* [DIRECTIONS]
- 1) From the passage on Feng Lanzhou below, reproduce everything from "Feng Lanzhou (24" down to "Society in Jinan.".
- 2) Write the next part of the text about Feng Lanzhou, continuing past its final sentence.

* [TEXT SHOWN]
--- START ---

Feng Lanzhou (24 August 1903 – 29 January 1972) was a Chinese entomologist who was director of the Institute of Parasitic Diseases, Chinese Academy of Medical Sciences from 1958 to 1960. He was an academician of the Chinese Academy of Sciences.

== Biography ==
Feng was born in the town of Jiangyu, in Linqu County, Shandong, on 24 August 1903. He secondary studied at Shoushan High School (守善中学). In 1920, he was admitted to Cheeloo University, majoring in medical science. Between 1925 and 1927, he was assistant for the Kala-Azar Delegation of the Royal Society in Jinan.

--- END ---

(Data entries)
--- START ---

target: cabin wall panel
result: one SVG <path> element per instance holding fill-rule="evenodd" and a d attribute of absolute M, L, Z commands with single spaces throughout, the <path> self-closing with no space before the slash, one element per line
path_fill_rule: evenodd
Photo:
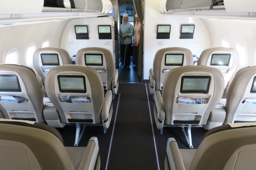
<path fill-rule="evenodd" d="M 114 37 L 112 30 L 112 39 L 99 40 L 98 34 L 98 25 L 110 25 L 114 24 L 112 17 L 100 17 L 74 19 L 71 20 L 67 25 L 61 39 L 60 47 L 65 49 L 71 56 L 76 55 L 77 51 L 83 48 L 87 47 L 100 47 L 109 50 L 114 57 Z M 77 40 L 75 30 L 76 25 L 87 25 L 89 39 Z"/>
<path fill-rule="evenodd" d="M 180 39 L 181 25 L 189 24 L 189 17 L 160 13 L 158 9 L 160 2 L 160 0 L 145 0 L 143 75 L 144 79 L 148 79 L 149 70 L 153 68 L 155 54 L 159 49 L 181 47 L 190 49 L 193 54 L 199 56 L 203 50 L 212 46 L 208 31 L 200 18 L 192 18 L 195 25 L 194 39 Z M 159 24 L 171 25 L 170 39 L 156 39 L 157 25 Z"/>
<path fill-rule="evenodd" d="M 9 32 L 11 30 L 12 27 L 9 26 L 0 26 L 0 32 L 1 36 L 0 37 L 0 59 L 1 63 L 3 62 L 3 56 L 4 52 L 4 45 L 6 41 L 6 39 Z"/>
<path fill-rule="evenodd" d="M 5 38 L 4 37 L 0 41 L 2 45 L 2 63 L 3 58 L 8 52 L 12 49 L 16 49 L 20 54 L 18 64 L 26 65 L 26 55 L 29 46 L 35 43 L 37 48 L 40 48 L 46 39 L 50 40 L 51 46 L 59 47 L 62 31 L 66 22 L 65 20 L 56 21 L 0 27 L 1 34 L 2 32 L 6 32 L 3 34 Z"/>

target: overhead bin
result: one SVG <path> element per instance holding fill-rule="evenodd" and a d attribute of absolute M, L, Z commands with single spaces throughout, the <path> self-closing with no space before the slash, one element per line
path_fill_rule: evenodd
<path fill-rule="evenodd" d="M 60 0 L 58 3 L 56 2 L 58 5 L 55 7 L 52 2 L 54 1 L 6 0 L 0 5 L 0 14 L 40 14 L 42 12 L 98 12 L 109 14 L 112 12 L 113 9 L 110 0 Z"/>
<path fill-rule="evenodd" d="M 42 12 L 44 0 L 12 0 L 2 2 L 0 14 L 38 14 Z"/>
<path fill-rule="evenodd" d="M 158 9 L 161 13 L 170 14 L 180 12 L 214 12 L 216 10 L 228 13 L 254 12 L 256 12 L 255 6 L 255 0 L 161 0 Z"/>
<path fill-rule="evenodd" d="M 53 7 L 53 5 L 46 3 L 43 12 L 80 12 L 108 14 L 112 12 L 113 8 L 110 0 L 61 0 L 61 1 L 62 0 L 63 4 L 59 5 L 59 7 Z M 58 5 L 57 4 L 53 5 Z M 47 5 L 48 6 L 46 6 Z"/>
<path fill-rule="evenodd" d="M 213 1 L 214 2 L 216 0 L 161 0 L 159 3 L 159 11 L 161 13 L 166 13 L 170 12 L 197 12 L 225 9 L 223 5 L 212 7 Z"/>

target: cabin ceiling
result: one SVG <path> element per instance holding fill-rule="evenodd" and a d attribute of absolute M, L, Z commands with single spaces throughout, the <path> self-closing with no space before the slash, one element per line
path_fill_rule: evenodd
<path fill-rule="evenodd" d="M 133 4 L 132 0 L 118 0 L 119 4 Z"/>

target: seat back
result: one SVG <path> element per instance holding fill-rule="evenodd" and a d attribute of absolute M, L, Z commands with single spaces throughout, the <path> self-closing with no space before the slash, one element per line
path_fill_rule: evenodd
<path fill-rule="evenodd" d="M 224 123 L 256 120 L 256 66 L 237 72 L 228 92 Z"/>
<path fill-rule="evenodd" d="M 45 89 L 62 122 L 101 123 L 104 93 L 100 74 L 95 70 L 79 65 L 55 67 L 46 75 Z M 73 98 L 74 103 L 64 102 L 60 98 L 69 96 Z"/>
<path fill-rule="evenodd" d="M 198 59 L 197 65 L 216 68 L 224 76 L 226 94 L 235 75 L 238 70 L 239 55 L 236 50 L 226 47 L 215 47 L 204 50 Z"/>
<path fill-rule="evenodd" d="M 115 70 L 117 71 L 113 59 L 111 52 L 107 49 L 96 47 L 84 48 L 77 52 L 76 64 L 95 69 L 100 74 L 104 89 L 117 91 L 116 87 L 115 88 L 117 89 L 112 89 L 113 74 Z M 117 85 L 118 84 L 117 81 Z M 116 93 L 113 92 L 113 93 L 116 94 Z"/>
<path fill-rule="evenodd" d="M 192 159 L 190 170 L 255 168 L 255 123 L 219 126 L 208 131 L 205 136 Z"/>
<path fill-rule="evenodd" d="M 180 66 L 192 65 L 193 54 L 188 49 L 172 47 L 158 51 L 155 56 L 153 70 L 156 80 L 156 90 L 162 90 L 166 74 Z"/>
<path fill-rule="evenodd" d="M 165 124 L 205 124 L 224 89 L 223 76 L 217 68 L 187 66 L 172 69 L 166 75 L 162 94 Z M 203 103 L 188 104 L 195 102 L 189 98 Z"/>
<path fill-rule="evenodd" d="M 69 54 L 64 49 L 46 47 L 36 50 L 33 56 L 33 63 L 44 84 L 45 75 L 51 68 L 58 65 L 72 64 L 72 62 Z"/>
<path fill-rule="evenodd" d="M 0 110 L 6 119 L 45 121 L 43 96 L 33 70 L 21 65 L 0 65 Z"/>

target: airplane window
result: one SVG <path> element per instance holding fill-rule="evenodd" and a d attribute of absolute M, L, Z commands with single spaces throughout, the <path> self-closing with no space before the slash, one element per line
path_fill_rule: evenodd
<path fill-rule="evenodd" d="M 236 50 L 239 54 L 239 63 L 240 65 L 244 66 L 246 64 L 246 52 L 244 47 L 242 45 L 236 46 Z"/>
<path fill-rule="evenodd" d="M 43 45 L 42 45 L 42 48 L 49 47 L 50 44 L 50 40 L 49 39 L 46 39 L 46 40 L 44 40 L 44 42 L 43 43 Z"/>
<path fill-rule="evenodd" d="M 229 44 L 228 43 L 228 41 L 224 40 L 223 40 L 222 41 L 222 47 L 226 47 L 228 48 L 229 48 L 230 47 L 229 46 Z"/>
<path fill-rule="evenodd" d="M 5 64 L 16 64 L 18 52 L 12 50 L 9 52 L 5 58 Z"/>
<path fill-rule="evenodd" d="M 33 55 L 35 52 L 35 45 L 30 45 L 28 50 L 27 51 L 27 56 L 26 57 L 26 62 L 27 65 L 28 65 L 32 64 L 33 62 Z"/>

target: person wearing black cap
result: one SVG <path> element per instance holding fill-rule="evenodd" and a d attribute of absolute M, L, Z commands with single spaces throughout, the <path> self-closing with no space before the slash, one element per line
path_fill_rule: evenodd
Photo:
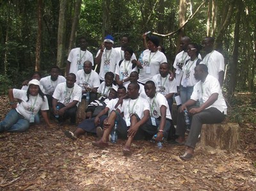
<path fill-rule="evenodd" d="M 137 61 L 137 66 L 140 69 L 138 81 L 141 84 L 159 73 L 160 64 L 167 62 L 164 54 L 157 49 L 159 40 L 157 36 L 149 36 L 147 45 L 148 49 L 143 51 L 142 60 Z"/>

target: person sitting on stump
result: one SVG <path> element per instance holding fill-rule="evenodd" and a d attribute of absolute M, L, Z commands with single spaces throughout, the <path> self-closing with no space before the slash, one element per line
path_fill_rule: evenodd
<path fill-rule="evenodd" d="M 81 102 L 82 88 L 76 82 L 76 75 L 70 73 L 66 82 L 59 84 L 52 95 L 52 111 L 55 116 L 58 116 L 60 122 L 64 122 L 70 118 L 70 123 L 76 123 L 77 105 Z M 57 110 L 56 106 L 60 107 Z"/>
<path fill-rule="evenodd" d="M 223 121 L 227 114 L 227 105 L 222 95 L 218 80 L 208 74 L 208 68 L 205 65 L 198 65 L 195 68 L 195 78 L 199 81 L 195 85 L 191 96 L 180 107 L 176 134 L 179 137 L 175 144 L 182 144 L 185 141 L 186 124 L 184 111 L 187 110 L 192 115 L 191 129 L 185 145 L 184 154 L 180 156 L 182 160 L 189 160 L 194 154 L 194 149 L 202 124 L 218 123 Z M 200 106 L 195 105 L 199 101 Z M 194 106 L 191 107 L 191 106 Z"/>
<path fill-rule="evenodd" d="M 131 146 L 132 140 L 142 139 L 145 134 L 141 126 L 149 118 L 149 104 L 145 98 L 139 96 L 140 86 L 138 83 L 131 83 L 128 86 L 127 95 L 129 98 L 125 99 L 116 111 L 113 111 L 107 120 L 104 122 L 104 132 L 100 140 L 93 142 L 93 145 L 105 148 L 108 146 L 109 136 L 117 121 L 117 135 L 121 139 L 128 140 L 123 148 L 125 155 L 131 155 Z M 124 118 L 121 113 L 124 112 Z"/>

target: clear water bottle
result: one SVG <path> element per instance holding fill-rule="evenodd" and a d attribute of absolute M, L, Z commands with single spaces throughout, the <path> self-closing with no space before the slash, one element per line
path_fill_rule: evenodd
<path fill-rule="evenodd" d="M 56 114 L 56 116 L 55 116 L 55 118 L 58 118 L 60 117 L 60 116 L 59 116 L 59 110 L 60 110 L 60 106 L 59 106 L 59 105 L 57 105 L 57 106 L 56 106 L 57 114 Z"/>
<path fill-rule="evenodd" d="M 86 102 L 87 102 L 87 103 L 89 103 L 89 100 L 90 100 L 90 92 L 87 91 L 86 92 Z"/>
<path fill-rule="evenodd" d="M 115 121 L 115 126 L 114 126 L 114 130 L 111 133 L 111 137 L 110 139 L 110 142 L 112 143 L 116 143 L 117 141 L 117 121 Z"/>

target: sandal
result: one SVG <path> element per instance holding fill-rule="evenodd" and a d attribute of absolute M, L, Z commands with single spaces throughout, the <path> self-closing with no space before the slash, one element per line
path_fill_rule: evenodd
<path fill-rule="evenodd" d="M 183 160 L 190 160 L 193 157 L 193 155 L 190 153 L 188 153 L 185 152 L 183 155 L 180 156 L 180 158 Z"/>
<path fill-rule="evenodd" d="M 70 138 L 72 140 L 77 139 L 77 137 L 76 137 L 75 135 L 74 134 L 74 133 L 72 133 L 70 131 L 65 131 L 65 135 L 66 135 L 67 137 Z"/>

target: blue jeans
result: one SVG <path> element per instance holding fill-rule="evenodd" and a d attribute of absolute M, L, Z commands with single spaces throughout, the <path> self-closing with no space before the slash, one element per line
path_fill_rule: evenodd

--- END ---

* [ANSWERS FOR EACH ITEM]
- 1)
Feng Lanzhou (24 August 1903 – 29 January 1972) was a Chinese entomologist who was director of the Institute of Parasitic Diseases, Chinese Academy of Medical Sciences from 1958 to 1960. He was an academician of the Chinese Academy of Sciences.

== Biography ==
Feng was born in the town of Jiangyu, in Linqu County, Shandong, on 24 August 1903. He secondary studied at Shoushan High School (守善中学). In 1920, he was admitted to Cheeloo University, majoring in medical science. Between 1925 and 1927, he was assistant for the Kala-Azar Delegation of the Royal Society in Jinan.

- 2)
After university, he was hired by Peking Union Medical College as an assistant. In 1932, he first identified anopheles minimus as the main vector of malaria in southern China. In August 1933, he went to study at the Liverpool School of Tropical Health in England for half a year. In 1936, he published the survey results of filariasis in China, which proved for the first time that anopheles hyrcanus var.sinensis was an important vector of Malay filariasis in China. In 1941, after the Pearl Harbor Incident, Peking Union Medical College was closed by the Imperial Japanese Army. He joined the faculty the Department of Parasitology, Peking University Medical College as the chief professor, and served as a researcher in the Pharmaceutical Factory affiliated to Tianjin East Asia Wool Weaving Factory (天津东亚毛织厂附属药厂) to study the purification of effective components of areca catechu. When Peking Union Medical College was officially reopened to the public in 1947, he was recalled to the original department, becoming associate professor in 1947 and to full professor in 1952. He became director of the Institute of Parasitic Diseases, Chinese Academy of Medical Sciences in 1958, then returned to Peking Union Medical College in 1960, working there until his death in 1972.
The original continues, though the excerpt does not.